Region labeling material –
++++++++++++++++++++
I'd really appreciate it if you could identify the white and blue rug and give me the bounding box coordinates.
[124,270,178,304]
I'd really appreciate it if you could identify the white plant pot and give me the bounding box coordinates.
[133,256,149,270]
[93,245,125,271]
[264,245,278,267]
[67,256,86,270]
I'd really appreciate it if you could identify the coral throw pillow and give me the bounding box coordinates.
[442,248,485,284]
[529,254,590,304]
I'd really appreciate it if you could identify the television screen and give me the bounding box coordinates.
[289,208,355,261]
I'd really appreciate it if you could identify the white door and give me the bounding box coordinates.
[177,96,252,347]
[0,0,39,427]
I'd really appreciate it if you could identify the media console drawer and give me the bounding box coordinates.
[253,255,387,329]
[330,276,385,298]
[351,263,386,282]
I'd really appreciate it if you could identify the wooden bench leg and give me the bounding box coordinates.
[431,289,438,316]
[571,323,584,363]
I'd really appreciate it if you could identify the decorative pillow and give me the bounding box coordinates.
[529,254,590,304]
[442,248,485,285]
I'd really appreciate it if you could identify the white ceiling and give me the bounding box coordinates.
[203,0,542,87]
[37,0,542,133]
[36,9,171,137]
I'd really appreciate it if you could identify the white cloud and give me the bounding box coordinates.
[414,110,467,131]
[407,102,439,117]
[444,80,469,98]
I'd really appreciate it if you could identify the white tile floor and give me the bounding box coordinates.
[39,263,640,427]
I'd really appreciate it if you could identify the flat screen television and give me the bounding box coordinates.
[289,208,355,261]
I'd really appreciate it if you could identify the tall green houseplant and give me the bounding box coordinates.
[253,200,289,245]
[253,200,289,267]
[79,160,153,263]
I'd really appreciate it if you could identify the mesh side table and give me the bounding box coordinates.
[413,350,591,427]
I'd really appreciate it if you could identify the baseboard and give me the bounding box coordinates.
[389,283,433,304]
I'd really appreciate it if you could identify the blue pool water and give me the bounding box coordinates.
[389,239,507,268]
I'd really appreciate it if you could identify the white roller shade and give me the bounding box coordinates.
++++++++++++++++++++
Short exercise – Return all of the material above verbatim, line for line, with nothing altered or left out.

Task output –
I'd really appreciate it if you could identify the white and blue rug and give me the bounding box coordinates.
[124,270,178,304]
I'd really appreciate it if you could identify the white plant pot and give me the bounding box coordinates.
[133,256,149,270]
[93,245,125,271]
[264,245,278,267]
[67,256,86,270]
I'd really appreciate it if you could identify the coral throw pillow and give me the bounding box coordinates.
[442,248,485,284]
[529,254,590,304]
I'd really appreciate it if you could identify the television screen and give me the bounding box coordinates.
[289,208,355,261]
I'd really appreciate it if you could identify the white door and give me the bounding box coordinates.
[177,96,252,347]
[0,0,39,427]
I'd really appreciate it if you could identify the media console drawer and give me the bounding box coordinates.
[253,255,387,329]
[330,276,385,298]
[351,263,386,282]
I'd really appreciate it if you could identify the wooden bench leg and give me the bounding box coordinates.
[431,289,438,316]
[571,323,584,363]
I'd really appreciate it if you could identify the decorative pillow and give me the bounding box coordinates.
[529,254,590,304]
[442,248,485,285]
I'd really appreciate it if you could identify the white ceiling and give me the bounding box coordinates.
[203,0,542,87]
[37,0,542,133]
[36,9,171,137]
I'd really appreciate it if you could identify the white cloud and give me the bounding box coordinates.
[414,110,467,131]
[407,102,439,117]
[444,80,469,98]
I'd really appreciate it if you could identify the white tile floor and give me the bounding box coordinates.
[39,263,640,427]
I'd really appreciate it if you could identify the flat screen television and give me the bounding box coordinates.
[289,208,355,261]
I'd really appreciate it if you could identify the tall green houseplant and give me the bounding box coordinates.
[253,200,289,245]
[253,200,289,267]
[79,160,153,263]
I'd really appreciate it if you could identify the mesh side table and give me the bounding box coordinates.
[413,350,591,427]
I'd really appreciate it if you could identify the baseboard and give me the bounding box coordinates.
[389,283,433,304]
I'd really appreciate it if you could identify the blue pool water and give me the bounding box coordinates.
[389,239,507,268]
I'd really appreciate it if you could identify the white roller shade and give me the bounding box coordinates.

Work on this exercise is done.